What to work on
A – In the chest X-ray classification article, reproduce everything from "The Two Big" down to "(For Task 1)" word for word.
B – Carry on the chest X-ray classification article from the point where it stops.

Page excerpt: Begin

Handling Supervision Scarcity in Chest X-ray Classification: Long-Tailed and Zero-Shot Learning

Imagine you are training a new doctor to read Chest X-rays. You want them to be a master at spotting every possible disease, from the very common ones (like a simple cold) to the extremely rare ones (like a specific bone defect that only happens once in a million people).

The problem? You don't have enough training data for the rare diseases. In fact, for some diseases, you have zero examples at all.

This paper describes how a team of researchers built an AI system to solve this exact problem for the CXR-LT 2026 Challenge. They had to tackle two different "boss battles" using two different strategies.

Here is the breakdown of their solution, explained simply:

The Two Big Problems

The "Popular vs. Obscure" Problem (Task 1):
Imagine a library where 99% of the books are about "The Common Cold," but there is only one book about "Rare Jungle Fever." If you train a student by just reading the library, they will become an expert on colds but will fail miserably at Jungle Fever. In medical terms, this is called a Long-Tailed Distribution. The AI naturally ignores the rare diseases because it sees them so rarely.
The "Ghost Disease" Problem (Task 2):
Now, imagine the student is asked to identify a disease they have never seen before and for which they have zero textbooks. They can't study it; they just have to guess based on what they know about anatomy and language. This is called Zero-Shot Learning.

The Solution: Two Different Toolkits

The team built two separate "brains" to handle these two problems.

🛠️ Toolkit 1: The "Fair Teacher" (For Task 1)

Page excerpt: End
Extracted information: Begin

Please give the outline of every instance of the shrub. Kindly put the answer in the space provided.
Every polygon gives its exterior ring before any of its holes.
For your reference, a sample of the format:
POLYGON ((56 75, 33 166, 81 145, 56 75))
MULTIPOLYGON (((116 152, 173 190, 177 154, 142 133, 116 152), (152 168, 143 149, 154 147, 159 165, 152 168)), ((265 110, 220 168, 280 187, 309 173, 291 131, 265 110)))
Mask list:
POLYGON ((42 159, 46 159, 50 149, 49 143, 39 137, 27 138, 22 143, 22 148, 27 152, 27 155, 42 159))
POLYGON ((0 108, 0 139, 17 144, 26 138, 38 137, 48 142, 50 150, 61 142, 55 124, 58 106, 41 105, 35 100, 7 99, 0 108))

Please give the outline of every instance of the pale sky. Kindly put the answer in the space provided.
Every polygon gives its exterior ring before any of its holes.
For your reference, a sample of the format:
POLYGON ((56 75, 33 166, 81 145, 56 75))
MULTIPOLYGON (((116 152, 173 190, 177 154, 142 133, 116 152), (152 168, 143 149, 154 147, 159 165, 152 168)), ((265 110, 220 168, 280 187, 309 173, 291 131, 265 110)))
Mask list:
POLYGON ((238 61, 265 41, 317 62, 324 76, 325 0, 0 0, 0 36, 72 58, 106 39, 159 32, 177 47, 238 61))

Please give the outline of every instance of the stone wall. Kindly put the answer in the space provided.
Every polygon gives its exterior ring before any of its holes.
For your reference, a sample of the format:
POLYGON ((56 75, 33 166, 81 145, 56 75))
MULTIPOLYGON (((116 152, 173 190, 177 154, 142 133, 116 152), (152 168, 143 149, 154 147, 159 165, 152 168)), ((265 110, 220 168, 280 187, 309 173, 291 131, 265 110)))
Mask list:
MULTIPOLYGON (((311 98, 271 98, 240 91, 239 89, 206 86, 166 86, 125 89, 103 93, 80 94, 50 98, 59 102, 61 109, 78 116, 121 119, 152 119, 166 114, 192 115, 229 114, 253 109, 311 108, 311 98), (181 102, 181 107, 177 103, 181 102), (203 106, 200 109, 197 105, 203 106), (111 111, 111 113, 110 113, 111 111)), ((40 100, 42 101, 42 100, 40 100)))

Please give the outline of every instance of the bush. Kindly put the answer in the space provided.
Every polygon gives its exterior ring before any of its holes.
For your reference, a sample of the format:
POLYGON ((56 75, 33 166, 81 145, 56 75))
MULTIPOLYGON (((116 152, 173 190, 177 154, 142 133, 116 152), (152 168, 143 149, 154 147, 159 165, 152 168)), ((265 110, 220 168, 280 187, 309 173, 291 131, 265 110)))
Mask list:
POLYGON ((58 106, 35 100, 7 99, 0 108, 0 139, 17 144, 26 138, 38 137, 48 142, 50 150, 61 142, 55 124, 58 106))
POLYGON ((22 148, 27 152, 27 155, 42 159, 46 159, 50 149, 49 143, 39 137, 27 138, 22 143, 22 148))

Extracted information: End
Extracted information: Begin

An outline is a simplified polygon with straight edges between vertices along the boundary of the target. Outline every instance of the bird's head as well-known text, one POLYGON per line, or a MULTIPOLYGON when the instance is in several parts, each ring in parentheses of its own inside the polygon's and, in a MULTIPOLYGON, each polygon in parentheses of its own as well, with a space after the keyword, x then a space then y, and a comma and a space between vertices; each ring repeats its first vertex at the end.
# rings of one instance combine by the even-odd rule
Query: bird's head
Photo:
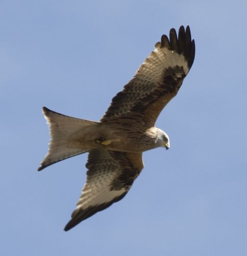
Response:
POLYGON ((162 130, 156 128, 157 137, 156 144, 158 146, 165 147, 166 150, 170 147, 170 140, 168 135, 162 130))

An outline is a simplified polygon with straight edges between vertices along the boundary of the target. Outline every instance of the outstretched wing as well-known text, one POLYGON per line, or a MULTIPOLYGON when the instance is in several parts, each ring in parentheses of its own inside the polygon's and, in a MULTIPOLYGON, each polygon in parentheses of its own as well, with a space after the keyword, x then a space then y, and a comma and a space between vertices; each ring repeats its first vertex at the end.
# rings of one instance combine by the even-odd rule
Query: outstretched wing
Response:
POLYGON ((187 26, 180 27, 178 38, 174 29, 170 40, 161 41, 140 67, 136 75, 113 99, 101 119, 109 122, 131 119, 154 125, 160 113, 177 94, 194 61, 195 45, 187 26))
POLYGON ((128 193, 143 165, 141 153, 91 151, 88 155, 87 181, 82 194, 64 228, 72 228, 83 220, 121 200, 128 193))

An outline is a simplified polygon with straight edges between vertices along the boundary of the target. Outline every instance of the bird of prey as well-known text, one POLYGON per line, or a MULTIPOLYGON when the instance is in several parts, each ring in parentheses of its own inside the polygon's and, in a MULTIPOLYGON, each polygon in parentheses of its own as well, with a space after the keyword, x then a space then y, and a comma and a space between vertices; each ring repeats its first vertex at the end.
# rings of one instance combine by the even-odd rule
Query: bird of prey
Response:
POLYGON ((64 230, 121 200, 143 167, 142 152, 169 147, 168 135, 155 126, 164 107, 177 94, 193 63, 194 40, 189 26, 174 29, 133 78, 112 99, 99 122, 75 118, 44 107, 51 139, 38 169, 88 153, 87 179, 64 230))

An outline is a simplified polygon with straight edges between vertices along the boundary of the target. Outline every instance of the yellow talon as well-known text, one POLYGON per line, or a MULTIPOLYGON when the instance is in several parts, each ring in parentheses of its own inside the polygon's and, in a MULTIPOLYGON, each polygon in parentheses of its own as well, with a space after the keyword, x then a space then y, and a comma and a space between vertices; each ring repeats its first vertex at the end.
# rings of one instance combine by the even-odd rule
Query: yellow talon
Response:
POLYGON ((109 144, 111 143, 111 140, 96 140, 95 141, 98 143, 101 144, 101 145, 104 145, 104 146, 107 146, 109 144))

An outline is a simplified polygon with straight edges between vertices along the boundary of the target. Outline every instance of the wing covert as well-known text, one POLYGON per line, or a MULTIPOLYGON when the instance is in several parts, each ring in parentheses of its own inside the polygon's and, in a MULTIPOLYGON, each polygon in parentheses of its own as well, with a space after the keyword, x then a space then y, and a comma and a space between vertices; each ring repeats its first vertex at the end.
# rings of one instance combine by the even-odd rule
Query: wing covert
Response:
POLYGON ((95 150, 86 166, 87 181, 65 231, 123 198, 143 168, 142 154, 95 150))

Extracted information: End

Solved problems
A –
The Two Big Problems

The "Popular vs. Obscure" Problem (Task 1):
Imagine a library where 99% of the books are about "The Common Cold," but there is only one book about "Rare Jungle Fever." If you train a student by just reading the library, they will become an expert on colds but will fail miserably at Jungle Fever. In medical terms, this is called a Long-Tailed Distribution. The AI naturally ignores the rare diseases because it sees them so rarely.
The "Ghost Disease" Problem (Task 2):
Now, imagine the student is asked to identify a disease they have never seen before and for which they have zero textbooks. They can't study it; they just have to guess based on what they know about anatomy and language. This is called Zero-Shot Learning.

The Solution: Two Different Toolkits

The team built two separate "brains" to handle these two problems.

🛠️ Toolkit 1: The "Fair Teacher" (For Task 1)

B –
Goal: Make the AI pay attention to the rare diseases without forgetting the common ones.

The Analogy: Imagine a teacher who notices the students are only studying the popular chapters. To fix this, the teacher gives the rare chapters extra credit and forces the students to spend more time on them.
How they did it:
- Reweighting: They told the AI, "If you get a rare disease right, you get a huge reward. If you get a common one right, it's just a small reward." This forces the AI to care about the rare stuff.
- Sampling: They made the AI look at images with rare diseases more often, almost like making the student read the rare book five times while only reading the common book once.
- The "Normal" Check: They added a safety net. If the AI is 99% sure the X-ray is "Normal," it automatically lowers the scores for all diseases. This stops the AI from hallucinating diseases where there are none.
- The Ensemble: They didn't just use one AI; they trained two slightly different versions and asked them to vote on the answer. It's like asking two experts for a second opinion to be sure.

Result: Their "Fair Teacher" AI became the #1 ranked team for spotting diseases in the known list, especially the rare ones.

🛠️ Toolkit 2: The "Translator" (For Task 2)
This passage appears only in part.